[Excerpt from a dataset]
— Start —
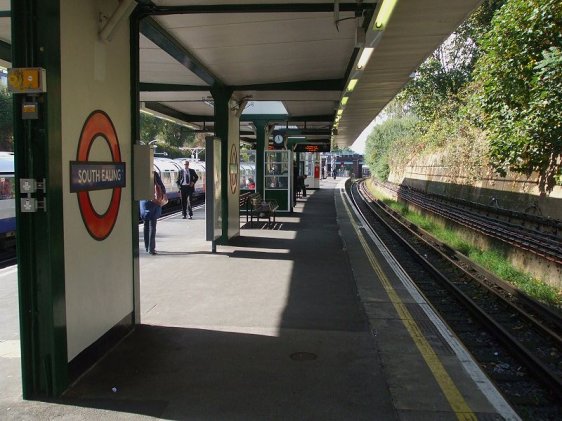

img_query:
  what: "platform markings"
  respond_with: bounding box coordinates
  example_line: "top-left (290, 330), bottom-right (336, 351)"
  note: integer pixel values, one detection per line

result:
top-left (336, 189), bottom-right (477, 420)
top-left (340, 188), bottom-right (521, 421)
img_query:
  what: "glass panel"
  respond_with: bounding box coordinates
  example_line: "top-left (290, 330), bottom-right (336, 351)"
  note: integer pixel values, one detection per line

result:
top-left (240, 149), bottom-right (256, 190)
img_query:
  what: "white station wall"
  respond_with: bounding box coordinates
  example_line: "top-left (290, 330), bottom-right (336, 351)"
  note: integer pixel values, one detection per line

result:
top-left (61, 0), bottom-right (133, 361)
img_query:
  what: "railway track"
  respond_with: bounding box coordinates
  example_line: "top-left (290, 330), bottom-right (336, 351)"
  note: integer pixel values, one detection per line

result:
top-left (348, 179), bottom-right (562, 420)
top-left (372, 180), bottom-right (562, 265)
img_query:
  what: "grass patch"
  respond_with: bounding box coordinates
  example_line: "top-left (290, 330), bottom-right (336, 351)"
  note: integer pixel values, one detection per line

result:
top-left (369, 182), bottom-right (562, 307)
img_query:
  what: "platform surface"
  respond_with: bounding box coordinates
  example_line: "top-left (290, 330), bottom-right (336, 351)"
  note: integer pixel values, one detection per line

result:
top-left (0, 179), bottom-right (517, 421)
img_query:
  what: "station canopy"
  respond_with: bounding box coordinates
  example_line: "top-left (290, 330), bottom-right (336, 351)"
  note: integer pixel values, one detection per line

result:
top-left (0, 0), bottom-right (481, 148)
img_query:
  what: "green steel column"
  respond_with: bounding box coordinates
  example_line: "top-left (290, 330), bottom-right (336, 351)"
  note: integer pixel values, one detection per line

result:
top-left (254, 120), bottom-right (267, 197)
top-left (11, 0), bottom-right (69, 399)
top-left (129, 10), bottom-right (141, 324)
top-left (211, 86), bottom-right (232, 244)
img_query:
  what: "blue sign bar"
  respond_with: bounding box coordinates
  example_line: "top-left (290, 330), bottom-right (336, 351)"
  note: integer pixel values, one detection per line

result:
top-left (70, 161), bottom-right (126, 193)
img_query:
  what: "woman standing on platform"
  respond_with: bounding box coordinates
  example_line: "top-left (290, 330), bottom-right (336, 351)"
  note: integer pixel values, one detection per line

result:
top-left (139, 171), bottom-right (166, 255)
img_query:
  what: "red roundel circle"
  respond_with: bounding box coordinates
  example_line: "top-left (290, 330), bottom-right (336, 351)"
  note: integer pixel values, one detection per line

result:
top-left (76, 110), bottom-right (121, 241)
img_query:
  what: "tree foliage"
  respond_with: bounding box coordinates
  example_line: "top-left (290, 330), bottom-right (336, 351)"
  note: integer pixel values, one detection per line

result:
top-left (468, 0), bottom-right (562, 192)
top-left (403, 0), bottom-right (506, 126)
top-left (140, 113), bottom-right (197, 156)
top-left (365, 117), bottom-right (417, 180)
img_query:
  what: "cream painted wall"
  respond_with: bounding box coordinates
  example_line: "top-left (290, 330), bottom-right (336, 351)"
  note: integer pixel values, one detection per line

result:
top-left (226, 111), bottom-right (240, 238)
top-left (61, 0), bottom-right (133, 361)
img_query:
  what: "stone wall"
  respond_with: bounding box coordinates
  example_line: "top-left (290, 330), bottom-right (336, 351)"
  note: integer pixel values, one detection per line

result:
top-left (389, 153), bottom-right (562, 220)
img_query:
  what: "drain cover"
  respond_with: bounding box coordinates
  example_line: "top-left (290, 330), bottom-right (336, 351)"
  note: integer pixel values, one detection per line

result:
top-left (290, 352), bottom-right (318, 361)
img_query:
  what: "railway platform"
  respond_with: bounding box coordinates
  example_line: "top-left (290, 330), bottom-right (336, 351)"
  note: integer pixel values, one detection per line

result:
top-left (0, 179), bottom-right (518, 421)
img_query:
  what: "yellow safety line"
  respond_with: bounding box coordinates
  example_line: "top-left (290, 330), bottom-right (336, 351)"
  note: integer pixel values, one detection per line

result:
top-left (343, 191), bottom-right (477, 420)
— End —
— Start —
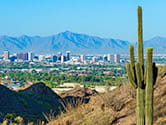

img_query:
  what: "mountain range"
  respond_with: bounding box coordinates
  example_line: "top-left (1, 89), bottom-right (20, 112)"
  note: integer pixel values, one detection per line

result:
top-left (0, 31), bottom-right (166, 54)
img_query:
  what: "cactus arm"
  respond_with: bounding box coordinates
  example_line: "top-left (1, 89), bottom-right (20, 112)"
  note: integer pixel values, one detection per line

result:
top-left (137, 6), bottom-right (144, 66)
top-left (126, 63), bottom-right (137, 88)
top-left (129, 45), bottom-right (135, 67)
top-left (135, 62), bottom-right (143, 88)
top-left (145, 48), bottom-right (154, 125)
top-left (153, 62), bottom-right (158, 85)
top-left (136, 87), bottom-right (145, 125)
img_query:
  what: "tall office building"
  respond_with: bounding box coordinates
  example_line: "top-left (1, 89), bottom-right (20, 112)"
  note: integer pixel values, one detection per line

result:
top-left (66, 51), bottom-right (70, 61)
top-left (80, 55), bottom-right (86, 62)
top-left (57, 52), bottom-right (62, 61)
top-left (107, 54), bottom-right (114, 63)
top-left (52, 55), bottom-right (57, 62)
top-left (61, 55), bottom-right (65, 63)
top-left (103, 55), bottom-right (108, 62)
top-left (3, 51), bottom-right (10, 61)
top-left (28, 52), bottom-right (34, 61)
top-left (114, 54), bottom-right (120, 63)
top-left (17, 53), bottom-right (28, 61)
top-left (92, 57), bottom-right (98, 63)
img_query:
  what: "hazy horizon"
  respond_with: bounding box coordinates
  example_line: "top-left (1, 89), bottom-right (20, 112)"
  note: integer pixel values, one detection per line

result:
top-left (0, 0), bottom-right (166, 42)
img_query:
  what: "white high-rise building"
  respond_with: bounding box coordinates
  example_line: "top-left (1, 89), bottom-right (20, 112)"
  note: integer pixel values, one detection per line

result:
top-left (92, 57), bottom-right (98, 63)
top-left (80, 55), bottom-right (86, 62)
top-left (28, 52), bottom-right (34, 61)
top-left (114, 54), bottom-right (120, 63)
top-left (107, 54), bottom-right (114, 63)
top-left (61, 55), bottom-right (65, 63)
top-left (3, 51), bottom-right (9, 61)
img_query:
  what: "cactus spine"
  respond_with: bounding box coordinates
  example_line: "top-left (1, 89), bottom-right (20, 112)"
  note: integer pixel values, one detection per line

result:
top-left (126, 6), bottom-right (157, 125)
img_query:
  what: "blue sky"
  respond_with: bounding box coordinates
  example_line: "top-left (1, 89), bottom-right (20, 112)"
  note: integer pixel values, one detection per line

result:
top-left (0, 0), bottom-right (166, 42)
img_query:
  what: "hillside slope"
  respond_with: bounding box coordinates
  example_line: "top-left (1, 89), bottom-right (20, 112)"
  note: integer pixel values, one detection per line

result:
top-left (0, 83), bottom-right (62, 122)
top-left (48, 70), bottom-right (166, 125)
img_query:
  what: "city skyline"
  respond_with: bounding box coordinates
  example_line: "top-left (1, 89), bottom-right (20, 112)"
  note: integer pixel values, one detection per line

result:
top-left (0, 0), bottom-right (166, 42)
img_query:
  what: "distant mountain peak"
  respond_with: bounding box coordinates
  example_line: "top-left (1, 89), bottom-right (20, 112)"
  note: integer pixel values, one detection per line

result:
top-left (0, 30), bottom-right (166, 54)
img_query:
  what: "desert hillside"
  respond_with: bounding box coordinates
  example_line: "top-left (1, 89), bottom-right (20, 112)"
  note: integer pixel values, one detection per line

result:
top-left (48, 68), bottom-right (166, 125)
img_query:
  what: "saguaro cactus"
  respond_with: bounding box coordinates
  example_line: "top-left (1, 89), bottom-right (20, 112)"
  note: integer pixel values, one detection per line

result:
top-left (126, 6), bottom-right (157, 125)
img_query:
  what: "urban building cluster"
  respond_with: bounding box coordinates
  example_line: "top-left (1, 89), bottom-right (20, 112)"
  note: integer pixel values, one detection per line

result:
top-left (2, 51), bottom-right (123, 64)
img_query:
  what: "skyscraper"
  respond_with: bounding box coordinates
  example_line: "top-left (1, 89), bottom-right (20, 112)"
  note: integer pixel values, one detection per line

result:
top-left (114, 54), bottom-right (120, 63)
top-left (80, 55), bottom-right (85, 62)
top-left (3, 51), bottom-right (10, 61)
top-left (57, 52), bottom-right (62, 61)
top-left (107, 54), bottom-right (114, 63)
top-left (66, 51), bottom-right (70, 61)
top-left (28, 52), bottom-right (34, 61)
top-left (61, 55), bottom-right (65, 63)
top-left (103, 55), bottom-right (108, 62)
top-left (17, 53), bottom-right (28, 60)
— End —
Locate every line in the records above that contains the word "station", and copy each of those lines.

  what: "white station wall"
  what: "station canopy"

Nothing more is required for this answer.